**WHAT NEEDS TO BE DONE**
Locate every line in the listing below that contains the word "grass", and copy each of those lines.

**DATA PROVIDED**

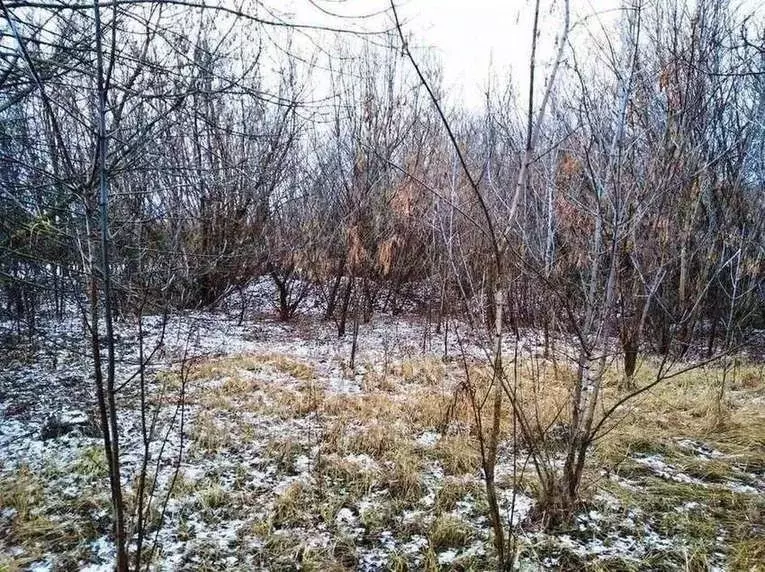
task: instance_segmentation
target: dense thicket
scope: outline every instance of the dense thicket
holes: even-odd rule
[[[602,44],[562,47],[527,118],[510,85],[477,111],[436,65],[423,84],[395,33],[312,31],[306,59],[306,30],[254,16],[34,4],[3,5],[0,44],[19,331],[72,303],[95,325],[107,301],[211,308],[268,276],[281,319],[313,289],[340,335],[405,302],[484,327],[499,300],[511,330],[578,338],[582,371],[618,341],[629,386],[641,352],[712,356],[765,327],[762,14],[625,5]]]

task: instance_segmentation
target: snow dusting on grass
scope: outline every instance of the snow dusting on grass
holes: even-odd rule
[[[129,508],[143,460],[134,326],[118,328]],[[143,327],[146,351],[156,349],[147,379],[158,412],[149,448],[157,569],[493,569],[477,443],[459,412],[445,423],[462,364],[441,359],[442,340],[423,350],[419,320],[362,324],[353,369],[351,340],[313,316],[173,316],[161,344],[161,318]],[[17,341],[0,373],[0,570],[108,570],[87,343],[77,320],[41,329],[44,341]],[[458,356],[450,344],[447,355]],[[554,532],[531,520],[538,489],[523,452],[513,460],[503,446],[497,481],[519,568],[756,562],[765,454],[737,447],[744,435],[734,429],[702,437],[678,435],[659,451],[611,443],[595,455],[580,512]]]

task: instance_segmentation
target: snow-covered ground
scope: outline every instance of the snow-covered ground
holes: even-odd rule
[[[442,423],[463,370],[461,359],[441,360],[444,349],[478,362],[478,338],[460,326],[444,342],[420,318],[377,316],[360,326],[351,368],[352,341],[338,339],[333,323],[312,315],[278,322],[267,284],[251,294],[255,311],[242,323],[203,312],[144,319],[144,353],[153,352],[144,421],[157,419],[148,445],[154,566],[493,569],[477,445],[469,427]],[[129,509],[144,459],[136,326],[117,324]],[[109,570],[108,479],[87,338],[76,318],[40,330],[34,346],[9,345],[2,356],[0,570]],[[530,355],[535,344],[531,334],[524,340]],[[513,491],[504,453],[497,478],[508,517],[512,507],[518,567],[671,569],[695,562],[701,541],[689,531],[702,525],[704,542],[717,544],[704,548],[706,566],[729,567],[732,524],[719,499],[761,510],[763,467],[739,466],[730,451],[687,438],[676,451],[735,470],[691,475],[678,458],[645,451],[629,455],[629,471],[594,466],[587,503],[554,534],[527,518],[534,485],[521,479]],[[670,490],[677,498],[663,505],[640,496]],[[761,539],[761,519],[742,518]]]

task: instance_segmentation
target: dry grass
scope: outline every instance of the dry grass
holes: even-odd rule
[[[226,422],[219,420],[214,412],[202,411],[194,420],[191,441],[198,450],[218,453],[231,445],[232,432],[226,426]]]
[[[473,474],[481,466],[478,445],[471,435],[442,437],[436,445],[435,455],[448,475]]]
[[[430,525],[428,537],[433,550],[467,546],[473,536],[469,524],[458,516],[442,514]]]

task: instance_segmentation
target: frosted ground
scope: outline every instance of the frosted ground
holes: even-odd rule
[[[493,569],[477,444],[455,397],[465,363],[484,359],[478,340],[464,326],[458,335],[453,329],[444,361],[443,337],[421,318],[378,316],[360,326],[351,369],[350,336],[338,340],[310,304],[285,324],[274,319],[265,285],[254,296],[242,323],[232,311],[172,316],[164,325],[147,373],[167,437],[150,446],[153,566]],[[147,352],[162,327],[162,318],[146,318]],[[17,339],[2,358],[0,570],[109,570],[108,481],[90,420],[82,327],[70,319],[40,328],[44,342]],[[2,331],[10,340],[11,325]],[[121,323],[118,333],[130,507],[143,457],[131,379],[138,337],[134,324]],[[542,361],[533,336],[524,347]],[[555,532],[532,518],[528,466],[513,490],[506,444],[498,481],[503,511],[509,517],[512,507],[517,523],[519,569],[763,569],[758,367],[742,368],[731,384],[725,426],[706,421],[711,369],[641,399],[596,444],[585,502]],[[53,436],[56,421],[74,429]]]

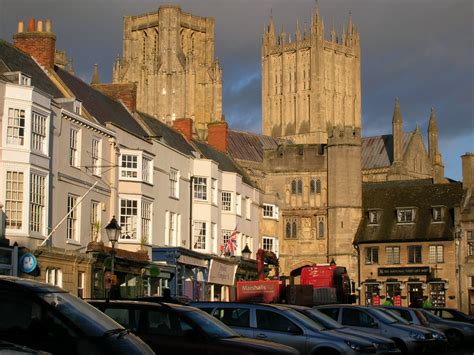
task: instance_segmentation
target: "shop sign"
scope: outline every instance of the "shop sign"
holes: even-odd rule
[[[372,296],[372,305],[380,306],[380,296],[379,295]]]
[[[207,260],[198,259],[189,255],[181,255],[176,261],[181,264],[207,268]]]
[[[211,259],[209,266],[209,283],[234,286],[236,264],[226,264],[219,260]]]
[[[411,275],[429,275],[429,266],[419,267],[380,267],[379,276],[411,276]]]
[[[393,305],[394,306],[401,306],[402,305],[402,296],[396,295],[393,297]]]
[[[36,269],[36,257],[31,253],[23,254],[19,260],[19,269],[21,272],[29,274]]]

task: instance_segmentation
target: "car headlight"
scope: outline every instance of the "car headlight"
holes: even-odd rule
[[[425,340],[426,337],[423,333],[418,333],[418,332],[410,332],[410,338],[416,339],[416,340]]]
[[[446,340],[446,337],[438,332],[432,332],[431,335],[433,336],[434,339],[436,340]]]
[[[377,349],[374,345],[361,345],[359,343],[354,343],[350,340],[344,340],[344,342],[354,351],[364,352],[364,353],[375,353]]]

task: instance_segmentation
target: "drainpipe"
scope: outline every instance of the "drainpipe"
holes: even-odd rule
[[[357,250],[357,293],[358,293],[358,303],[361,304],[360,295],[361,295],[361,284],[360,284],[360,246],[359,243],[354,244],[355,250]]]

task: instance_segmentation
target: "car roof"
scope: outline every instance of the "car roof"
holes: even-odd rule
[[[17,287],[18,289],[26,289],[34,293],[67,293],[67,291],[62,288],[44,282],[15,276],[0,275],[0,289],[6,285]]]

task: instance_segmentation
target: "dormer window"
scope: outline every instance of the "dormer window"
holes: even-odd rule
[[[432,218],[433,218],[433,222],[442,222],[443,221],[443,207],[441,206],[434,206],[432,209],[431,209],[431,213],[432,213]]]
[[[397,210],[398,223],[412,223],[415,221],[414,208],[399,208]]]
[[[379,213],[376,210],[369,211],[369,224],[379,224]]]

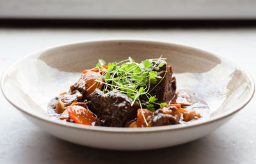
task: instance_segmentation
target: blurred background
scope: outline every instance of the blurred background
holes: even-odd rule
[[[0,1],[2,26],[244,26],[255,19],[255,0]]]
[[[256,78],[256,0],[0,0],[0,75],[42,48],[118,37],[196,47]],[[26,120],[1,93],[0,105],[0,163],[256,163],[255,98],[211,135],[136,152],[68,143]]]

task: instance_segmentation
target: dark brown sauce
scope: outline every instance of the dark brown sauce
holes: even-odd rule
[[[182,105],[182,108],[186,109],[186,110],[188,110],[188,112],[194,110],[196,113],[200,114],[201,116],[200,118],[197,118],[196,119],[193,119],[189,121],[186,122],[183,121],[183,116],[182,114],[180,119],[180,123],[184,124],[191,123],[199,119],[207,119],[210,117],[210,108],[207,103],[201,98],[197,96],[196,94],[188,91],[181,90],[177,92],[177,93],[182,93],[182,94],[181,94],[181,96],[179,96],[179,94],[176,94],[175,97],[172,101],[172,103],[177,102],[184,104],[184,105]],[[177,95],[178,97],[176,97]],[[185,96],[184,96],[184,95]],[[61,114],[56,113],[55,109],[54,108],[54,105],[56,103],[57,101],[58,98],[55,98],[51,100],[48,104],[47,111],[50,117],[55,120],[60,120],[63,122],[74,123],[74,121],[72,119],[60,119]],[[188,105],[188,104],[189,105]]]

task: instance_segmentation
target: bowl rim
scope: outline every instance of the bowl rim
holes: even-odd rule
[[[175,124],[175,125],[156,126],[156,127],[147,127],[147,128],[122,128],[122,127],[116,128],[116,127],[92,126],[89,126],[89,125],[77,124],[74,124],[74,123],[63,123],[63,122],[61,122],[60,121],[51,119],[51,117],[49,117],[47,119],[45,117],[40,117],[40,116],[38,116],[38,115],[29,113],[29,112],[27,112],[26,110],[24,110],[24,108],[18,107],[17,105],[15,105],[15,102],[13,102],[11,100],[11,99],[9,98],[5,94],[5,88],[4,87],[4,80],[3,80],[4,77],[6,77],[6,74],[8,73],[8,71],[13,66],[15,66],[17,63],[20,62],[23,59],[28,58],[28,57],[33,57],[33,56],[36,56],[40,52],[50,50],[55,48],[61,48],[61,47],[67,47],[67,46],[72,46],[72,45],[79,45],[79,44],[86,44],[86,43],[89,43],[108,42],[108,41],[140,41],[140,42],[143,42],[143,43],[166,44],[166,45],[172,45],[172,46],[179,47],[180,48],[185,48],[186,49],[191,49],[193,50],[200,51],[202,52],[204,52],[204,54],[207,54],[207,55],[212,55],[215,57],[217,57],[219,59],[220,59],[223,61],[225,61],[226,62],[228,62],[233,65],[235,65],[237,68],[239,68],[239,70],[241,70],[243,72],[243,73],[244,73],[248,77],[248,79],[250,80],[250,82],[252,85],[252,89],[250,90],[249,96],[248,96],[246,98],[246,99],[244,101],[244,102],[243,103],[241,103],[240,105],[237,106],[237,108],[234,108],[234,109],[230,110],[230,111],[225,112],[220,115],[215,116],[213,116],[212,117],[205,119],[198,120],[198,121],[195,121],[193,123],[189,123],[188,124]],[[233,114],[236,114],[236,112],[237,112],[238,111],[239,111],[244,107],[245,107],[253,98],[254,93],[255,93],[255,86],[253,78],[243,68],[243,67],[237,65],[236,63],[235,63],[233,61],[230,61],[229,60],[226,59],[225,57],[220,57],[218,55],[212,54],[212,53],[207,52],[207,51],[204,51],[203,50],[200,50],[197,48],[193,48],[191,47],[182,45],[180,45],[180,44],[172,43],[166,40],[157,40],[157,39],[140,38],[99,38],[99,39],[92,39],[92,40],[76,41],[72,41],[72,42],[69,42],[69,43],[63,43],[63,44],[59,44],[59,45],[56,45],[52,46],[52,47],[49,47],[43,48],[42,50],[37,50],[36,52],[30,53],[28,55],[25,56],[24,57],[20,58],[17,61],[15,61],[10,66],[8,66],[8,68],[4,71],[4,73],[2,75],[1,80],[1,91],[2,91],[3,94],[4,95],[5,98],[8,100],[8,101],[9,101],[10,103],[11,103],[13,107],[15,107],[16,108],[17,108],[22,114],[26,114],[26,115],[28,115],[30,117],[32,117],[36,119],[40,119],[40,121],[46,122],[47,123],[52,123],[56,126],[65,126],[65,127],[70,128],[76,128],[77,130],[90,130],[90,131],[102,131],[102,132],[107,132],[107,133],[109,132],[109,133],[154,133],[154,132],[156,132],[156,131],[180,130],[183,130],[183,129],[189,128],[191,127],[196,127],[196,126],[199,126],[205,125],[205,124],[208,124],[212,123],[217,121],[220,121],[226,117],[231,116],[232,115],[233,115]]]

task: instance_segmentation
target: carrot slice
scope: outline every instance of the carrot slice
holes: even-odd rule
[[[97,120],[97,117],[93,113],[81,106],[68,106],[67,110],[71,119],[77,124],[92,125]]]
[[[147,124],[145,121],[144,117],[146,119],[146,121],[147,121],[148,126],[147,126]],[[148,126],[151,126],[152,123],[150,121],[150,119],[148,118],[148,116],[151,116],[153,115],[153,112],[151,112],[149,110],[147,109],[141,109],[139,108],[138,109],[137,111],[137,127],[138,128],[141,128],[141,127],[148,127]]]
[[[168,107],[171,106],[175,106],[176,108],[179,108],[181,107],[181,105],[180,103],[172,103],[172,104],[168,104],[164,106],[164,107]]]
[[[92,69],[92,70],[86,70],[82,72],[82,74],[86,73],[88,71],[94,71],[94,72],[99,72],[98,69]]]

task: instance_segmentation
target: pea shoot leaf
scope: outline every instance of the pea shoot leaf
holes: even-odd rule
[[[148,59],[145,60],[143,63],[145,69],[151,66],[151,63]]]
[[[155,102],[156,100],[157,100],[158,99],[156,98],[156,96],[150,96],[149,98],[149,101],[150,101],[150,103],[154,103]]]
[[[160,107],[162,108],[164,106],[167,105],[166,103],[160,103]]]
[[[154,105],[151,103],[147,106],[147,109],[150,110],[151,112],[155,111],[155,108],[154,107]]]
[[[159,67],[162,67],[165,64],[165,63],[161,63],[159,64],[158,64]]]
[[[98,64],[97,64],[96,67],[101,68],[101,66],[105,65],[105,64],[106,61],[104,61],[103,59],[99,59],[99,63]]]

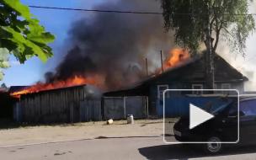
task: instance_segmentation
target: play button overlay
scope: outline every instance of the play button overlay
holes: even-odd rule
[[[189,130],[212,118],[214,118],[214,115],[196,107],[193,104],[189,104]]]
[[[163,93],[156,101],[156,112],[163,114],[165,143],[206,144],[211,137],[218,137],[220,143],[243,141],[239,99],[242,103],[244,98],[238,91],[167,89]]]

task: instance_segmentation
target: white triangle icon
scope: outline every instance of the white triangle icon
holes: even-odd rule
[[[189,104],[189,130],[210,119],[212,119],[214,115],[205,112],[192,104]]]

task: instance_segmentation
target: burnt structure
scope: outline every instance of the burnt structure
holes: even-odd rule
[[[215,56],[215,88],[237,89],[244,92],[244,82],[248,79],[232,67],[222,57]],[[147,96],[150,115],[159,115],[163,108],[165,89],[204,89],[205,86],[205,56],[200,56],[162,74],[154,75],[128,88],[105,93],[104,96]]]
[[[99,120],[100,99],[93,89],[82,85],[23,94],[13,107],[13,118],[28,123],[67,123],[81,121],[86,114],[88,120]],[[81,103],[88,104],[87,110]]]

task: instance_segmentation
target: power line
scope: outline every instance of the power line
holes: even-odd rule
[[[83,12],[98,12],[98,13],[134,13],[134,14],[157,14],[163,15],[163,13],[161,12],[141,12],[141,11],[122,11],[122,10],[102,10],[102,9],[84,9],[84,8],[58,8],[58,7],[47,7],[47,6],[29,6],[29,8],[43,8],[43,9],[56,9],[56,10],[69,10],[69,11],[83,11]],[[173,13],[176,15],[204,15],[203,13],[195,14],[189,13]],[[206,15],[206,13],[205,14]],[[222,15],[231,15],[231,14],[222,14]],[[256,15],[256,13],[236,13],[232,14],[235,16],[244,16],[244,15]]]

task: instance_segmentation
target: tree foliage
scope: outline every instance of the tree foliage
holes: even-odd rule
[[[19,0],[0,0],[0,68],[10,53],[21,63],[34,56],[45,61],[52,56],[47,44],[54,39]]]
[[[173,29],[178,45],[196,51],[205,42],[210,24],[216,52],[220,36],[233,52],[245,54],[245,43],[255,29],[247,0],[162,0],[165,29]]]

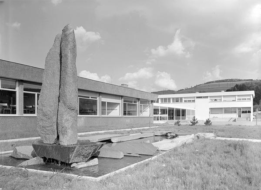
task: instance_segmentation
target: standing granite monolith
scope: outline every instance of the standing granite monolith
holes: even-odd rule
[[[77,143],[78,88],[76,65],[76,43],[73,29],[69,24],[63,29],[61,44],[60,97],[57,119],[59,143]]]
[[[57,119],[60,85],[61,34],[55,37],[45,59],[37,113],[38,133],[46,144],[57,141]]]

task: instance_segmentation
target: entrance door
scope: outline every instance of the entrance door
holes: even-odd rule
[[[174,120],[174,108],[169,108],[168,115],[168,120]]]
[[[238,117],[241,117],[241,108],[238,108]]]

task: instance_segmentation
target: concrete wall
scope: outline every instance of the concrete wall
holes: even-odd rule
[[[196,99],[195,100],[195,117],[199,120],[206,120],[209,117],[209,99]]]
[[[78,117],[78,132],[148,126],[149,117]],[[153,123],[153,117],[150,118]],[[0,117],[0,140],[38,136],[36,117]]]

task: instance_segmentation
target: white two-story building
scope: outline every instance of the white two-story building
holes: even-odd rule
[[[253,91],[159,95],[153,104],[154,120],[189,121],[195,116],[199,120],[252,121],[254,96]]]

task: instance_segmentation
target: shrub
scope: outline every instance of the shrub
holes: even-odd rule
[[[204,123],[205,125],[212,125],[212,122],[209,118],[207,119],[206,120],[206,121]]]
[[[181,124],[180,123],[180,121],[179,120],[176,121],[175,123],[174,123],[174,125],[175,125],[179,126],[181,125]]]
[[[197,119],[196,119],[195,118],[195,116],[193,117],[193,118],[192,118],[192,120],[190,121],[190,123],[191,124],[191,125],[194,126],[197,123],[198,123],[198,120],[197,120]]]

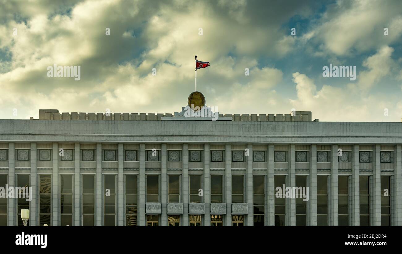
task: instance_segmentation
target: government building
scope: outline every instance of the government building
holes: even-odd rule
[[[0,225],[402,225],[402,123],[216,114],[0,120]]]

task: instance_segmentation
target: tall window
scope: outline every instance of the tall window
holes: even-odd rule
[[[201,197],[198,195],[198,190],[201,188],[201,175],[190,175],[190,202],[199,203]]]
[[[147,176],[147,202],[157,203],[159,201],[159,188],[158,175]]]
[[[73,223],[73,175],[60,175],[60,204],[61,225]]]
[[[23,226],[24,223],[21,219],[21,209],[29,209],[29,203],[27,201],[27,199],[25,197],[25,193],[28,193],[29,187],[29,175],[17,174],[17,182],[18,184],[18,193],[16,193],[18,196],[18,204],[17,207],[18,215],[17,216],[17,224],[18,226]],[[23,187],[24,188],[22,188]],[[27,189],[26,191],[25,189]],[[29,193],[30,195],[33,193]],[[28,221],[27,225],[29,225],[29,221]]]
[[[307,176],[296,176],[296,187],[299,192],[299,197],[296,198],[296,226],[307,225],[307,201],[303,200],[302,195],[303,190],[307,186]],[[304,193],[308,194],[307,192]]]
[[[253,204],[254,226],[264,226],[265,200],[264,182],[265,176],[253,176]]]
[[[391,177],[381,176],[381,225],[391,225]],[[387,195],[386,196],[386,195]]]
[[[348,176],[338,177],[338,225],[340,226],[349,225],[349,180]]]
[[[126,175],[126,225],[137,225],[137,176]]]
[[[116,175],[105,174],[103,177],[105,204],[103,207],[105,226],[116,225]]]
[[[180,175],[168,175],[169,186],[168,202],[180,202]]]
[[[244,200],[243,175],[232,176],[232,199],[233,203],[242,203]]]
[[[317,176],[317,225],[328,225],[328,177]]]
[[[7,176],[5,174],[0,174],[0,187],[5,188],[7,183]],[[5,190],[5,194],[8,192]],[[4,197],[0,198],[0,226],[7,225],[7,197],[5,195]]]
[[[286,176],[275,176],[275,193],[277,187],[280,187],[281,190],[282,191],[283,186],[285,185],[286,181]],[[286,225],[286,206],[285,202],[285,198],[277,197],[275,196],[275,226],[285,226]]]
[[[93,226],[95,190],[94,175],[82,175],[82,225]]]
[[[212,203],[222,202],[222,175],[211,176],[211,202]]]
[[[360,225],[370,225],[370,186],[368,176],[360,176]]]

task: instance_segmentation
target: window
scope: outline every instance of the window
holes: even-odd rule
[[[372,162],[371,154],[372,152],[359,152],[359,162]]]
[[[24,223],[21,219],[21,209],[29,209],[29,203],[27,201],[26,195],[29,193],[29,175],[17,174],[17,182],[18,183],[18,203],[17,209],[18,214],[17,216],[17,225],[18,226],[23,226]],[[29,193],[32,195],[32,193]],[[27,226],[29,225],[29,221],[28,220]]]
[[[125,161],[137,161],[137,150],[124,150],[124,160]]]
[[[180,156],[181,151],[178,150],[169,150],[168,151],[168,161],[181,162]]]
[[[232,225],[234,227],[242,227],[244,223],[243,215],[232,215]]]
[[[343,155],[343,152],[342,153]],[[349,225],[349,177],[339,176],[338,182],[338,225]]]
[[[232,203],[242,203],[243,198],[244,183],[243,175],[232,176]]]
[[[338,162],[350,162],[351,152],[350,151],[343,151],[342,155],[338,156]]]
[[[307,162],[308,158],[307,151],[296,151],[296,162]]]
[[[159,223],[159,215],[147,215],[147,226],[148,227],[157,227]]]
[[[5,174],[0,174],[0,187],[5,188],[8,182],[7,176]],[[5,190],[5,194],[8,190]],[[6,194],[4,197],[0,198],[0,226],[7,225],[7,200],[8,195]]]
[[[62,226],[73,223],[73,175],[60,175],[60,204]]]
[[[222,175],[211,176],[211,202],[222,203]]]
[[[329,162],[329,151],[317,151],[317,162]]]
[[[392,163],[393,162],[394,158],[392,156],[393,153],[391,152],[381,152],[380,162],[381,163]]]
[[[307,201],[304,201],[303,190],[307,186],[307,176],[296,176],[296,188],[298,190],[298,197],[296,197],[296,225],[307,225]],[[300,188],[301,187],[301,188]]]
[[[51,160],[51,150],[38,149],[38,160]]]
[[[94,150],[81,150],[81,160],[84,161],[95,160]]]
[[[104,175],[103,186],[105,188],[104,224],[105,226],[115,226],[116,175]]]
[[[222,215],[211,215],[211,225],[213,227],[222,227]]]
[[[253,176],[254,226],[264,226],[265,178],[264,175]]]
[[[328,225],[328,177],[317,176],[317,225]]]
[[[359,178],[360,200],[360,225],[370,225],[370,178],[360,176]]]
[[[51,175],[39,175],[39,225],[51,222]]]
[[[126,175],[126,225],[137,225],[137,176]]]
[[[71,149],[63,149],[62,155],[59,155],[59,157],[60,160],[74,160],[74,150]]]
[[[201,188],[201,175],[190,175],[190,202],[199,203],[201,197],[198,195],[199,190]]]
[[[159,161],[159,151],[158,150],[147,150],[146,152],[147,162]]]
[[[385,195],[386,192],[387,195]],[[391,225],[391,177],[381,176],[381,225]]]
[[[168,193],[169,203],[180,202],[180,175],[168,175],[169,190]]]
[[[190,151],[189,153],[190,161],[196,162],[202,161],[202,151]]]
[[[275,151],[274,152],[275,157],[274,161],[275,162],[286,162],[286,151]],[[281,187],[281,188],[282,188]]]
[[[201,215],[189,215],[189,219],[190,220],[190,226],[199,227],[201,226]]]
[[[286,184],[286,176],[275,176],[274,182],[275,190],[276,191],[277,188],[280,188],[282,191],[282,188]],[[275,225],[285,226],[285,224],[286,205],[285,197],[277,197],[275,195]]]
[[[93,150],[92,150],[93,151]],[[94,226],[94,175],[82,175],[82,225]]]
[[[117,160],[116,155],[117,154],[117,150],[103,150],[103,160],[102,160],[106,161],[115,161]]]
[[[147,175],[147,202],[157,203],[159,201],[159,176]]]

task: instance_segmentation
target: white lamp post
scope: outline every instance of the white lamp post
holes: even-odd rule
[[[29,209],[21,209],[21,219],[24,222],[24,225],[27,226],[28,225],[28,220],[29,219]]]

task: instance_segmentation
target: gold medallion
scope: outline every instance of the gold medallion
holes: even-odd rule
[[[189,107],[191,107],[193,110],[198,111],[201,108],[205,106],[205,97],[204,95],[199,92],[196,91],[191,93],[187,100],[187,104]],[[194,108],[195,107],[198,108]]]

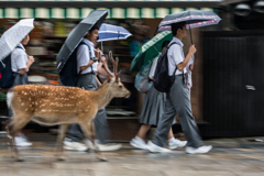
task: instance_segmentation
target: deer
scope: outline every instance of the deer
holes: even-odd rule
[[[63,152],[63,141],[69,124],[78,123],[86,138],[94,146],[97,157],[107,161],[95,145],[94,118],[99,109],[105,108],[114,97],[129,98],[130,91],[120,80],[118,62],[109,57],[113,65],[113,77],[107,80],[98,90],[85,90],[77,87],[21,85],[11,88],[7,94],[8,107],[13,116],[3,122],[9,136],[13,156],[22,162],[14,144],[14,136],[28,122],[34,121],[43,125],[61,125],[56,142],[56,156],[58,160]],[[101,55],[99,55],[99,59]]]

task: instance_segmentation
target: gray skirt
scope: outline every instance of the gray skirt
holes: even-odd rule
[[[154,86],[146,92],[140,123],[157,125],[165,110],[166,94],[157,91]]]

**WORKED ANSWER**
target: snow dusting on grass
scope: outline every instance of the snow dusting on grass
target: dry grass
scope: outline every instance of the dry grass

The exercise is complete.